Task to carry out:
Please count the lines of the records that contain the string "QUERY", and reply with that number only.

Dataset excerpt:

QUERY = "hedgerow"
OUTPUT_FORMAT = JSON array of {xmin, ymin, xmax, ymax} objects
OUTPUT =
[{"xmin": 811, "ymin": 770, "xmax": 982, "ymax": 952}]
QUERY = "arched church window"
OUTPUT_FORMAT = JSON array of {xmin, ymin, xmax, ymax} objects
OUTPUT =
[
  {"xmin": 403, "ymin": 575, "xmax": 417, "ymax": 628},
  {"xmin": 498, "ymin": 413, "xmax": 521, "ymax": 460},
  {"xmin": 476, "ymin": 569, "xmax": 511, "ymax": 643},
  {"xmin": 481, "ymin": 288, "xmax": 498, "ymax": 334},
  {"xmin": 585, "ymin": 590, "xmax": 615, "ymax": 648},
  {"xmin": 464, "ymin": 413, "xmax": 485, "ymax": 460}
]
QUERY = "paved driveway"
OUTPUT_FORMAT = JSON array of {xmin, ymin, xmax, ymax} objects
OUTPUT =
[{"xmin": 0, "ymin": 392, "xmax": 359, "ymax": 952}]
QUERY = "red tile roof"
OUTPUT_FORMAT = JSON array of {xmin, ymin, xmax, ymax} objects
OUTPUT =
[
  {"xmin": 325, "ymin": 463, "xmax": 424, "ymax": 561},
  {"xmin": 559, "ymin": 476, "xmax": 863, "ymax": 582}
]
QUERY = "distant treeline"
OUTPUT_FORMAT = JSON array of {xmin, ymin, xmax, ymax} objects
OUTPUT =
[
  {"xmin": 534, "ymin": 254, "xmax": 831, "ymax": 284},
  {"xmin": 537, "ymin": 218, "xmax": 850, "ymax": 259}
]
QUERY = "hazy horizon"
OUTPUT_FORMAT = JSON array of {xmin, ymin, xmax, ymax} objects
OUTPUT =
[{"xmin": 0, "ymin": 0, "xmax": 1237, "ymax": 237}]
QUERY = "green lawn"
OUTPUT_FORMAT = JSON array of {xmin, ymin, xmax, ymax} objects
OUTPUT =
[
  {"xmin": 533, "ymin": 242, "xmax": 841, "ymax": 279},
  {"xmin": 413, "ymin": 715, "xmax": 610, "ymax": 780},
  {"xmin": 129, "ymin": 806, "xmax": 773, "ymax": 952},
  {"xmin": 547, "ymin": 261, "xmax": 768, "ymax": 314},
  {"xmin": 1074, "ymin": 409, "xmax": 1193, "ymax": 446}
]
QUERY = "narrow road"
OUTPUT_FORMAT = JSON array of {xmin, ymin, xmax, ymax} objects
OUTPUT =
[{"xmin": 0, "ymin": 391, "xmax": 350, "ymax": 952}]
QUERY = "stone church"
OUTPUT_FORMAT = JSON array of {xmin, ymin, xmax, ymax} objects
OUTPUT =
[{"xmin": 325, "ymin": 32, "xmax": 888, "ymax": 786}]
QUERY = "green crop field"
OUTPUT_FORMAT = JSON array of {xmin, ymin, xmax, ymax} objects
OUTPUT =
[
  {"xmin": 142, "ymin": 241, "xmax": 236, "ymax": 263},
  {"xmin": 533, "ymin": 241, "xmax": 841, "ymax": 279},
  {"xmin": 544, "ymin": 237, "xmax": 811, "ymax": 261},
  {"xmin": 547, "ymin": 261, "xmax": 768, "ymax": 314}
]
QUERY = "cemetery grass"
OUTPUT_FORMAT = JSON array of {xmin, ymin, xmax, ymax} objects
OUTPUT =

Written reply:
11